__Records__

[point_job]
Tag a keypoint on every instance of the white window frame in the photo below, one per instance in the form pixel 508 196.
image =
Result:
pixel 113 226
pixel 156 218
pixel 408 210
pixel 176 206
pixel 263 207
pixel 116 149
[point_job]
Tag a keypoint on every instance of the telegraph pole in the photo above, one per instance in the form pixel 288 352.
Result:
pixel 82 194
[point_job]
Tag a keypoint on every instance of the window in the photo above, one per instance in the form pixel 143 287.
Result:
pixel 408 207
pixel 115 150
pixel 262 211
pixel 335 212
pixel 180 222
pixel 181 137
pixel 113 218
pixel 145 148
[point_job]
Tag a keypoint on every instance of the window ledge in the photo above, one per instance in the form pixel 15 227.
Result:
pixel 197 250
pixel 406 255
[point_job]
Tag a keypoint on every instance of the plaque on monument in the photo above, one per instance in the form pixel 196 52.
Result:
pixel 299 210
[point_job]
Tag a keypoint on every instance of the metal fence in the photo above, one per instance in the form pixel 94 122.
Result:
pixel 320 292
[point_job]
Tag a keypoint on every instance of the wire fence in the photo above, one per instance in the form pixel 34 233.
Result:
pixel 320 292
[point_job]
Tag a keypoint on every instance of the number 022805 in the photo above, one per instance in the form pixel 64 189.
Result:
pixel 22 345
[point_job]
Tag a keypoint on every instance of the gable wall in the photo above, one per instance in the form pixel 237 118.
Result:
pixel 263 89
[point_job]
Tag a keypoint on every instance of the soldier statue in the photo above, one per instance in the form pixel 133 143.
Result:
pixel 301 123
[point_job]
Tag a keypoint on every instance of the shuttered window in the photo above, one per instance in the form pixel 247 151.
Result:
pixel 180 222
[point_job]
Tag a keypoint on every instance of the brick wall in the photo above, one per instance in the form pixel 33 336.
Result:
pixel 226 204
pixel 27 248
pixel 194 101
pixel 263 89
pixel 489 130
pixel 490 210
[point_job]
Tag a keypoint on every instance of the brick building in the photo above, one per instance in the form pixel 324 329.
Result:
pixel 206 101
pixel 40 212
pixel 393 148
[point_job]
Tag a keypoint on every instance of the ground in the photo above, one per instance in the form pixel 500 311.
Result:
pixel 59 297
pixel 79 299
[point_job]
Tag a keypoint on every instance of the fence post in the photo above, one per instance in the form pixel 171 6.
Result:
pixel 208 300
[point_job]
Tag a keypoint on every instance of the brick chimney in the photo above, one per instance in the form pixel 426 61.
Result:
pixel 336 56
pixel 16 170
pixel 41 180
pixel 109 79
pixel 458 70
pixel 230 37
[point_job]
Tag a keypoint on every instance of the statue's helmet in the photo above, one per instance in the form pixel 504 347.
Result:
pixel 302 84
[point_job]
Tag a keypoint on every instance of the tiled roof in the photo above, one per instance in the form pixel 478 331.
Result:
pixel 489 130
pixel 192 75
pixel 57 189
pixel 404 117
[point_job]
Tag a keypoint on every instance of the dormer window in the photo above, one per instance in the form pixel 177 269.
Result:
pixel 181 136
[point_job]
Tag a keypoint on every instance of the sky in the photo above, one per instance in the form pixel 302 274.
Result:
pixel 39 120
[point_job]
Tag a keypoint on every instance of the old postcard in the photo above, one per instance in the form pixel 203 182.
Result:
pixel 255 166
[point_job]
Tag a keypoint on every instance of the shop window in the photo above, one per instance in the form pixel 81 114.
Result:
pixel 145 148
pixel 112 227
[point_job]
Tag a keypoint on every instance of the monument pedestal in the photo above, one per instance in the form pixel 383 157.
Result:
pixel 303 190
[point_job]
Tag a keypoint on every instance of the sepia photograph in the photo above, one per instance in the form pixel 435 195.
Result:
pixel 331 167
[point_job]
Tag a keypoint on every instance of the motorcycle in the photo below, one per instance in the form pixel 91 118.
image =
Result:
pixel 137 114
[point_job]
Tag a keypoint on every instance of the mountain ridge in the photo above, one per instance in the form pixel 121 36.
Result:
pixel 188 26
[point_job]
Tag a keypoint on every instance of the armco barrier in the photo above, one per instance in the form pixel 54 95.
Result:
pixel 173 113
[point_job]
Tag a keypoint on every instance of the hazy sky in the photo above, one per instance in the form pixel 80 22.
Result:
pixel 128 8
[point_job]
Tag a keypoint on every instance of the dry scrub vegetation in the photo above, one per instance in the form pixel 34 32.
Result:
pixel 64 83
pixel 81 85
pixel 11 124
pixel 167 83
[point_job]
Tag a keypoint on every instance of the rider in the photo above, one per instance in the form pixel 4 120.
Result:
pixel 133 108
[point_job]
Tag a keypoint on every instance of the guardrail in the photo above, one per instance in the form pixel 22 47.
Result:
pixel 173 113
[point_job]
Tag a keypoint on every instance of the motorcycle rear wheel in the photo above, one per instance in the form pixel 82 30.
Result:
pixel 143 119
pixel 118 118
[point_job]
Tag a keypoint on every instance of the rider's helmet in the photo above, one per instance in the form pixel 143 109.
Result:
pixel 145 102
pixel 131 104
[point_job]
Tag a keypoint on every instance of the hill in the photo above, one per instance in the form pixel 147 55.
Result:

__Requirement__
Please write out the whole of the material exactly.

__Answer box__
[point_job]
Tag a keypoint on every instance of the white window frame in the photo below, one per instance in the form pixel 508 196.
image =
Result:
pixel 113 226
pixel 156 218
pixel 408 210
pixel 176 206
pixel 263 207
pixel 116 149
[point_job]
Tag a keypoint on every instance of the telegraph pole in the photo above, one per instance in the form pixel 288 352.
Result:
pixel 82 194
[point_job]
Tag a keypoint on every instance of the window in the photo above, one per instance in the form pixel 143 287.
Result:
pixel 408 207
pixel 115 150
pixel 262 211
pixel 335 212
pixel 180 222
pixel 181 137
pixel 113 218
pixel 145 148
[point_job]
Tag a keypoint on every instance of the window ledge in the photo above, one per instance in the form pixel 15 227.
Result:
pixel 197 250
pixel 406 255
[point_job]
Tag a keypoint on every instance of the plaque on monument in the photo above, one per instance in the form pixel 196 52.
Result:
pixel 299 210
[point_job]
Tag a keypoint on every instance of the metal fence in the photo above, one per instance in the form pixel 94 122.
Result:
pixel 320 292
[point_job]
Tag a keypoint on every instance of the wire fence in the photo above, one per instance in the form pixel 34 233.
Result:
pixel 320 292
[point_job]
Tag a keypoint on every instance of the number 022805 in the photo above, one per instance in the form pixel 64 189.
Result:
pixel 22 345
[point_job]
Tag a keypoint on every instance of the gable wall in the photo above, one per instance in the form pixel 237 118.
Result:
pixel 263 89
[point_job]
Tag a keypoint on every instance of the soldier statue in the photo above, one per instance in the form pixel 133 143.
Result:
pixel 301 123
[point_job]
Tag a keypoint on every instance of the shuttered window in the photo above, one per instance in the form pixel 247 151.
Result:
pixel 180 222
[point_job]
Tag a keypoint on every instance of the brick wall in the photo above, one per instance in the form pixel 33 336.
Result:
pixel 226 204
pixel 27 248
pixel 194 101
pixel 263 89
pixel 489 130
pixel 490 210
[point_job]
Tag a keypoint on every instance of the brick building in the photo above, one per instance in the form pixel 324 329.
Result:
pixel 206 101
pixel 40 212
pixel 393 148
[point_job]
Tag a keypoint on every instance of the ground in the photo above, one per instance in the form pixel 500 311.
Result:
pixel 59 297
pixel 79 299
[point_job]
Tag a keypoint on every instance of the fence post in the photo above, one per instance in the form pixel 171 6.
Result:
pixel 208 300
[point_job]
Tag a keypoint on every instance of the brick chimney in the photo above, one per instance in the form pixel 426 61.
Result:
pixel 336 56
pixel 16 170
pixel 41 180
pixel 109 79
pixel 458 70
pixel 230 37
[point_job]
Tag a keypoint on every instance of the statue's helmet in the photo above, one per instance in the form pixel 504 347.
Result:
pixel 302 84
[point_job]
Tag a keypoint on every instance of the tiled roof in the photo above, one per instance in the form pixel 478 331.
Result:
pixel 489 130
pixel 192 75
pixel 57 189
pixel 404 117
[point_job]
Tag a keypoint on every instance of the dormer window in the photo above, one per instance in the form pixel 177 269.
Result:
pixel 181 136
[point_job]
Tag a keypoint on every instance of the sky in the photo above, one per instance in the form pixel 302 274.
Result:
pixel 39 120
[point_job]
Tag a keypoint on every instance of the old postcard in the photo above, one per instance in the form pixel 203 182.
Result:
pixel 255 166
[point_job]
Tag a keypoint on every instance of the shop window in the photo above, one per instance in the form pixel 81 114.
Result:
pixel 145 148
pixel 112 227
[point_job]
Tag a keypoint on every instance of the monument pedestal in the photo above, one per instance in the form pixel 383 157.
Result:
pixel 303 190
[point_job]
Tag a keypoint on every instance of the sepia photograph in the photo above, one per instance in the form pixel 435 195.
Result:
pixel 331 167
[point_job]
Tag a keypoint on every instance of the motorcycle in the photo below, one per instance in the form pixel 91 118.
image =
Result:
pixel 137 114
[point_job]
Tag a keypoint on every instance of the mountain ridge in the photo above, one per instance in the form pixel 121 36.
Result:
pixel 188 26
[point_job]
Tag a keypoint on every instance of the armco barrier in the photo above, one per instance in the form pixel 54 95.
Result:
pixel 173 113
[point_job]
Tag a keypoint on every instance of the hazy sky in the photo above, one per instance in the form pixel 80 22.
Result:
pixel 128 8
[point_job]
Tag a keypoint on every instance of the dry scrub vegetation in the photo above, one per instance in the form pixel 34 32.
Result:
pixel 64 83
pixel 81 85
pixel 11 124
pixel 167 83
[point_job]
Tag a keypoint on every instance of the rider in the photo above, one per instance in the form pixel 4 120.
Result:
pixel 133 108
[point_job]
Tag a keypoint on every instance of the guardrail in the photo above, one per instance in the form pixel 22 47.
Result:
pixel 173 113
[point_job]
Tag a keypoint on every instance of the motorcycle rear wheel in the photo above, one per instance in the form pixel 82 30.
Result:
pixel 143 119
pixel 118 118
[point_job]
Tag a keypoint on every instance of the rider's helmet in the photo above, one per instance in the form pixel 143 109.
Result:
pixel 145 102
pixel 131 104
[point_job]
Tag a keypoint on every instance of the hill in the photo above, one per instance in the form pixel 147 55.
Result:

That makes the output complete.